Task statement: Among the entries below, how many lines hold "bumper"? Only the number is wanted.

________________

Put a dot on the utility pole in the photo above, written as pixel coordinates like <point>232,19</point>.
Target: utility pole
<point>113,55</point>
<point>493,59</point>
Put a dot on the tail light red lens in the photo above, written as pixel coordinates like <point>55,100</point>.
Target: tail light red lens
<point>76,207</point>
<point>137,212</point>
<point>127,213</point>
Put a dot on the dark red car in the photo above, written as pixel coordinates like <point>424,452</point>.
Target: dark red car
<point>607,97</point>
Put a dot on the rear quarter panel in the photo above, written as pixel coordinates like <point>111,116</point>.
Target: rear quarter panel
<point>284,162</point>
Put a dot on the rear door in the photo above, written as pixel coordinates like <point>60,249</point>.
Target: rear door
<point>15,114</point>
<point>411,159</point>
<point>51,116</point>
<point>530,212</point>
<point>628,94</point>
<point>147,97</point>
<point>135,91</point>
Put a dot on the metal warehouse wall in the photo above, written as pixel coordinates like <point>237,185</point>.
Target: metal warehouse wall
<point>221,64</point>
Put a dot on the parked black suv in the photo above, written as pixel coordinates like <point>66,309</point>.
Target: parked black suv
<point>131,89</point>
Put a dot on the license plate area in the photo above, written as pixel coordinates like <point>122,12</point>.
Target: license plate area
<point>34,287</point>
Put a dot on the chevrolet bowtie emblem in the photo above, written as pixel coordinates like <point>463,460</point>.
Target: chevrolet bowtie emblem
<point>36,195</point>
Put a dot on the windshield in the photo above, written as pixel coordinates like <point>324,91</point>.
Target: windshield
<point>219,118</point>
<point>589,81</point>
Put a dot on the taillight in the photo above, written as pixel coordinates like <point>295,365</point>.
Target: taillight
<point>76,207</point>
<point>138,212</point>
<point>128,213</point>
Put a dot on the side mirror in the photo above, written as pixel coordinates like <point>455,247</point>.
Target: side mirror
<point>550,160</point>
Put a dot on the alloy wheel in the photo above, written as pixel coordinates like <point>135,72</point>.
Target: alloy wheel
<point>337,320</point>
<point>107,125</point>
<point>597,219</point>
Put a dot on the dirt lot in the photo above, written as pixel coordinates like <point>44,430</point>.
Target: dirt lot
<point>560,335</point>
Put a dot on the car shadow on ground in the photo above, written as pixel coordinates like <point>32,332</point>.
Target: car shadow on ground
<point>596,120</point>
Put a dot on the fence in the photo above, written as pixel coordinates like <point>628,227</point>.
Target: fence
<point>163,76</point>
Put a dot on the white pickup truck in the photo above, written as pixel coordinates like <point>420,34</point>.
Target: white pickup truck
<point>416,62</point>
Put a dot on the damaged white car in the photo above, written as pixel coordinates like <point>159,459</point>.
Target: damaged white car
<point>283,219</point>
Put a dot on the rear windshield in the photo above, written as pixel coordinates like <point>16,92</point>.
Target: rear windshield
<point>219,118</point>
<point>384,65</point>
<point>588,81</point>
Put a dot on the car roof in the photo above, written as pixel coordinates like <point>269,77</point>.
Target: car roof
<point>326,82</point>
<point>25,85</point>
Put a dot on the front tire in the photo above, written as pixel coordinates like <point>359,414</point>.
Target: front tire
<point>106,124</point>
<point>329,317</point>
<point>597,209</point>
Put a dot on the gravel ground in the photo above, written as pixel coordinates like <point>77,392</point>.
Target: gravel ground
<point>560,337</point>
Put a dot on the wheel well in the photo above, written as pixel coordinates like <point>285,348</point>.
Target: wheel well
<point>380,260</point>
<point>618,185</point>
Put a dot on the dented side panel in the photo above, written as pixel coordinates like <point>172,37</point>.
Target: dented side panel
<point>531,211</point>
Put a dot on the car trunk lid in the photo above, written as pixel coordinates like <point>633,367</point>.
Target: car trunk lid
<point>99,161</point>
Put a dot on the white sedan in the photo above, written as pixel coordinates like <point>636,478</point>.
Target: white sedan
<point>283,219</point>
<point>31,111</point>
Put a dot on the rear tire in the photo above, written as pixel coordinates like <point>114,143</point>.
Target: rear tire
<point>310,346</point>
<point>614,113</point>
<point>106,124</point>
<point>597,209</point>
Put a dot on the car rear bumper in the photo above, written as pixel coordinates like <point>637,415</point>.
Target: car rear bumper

________________

Task answer: 2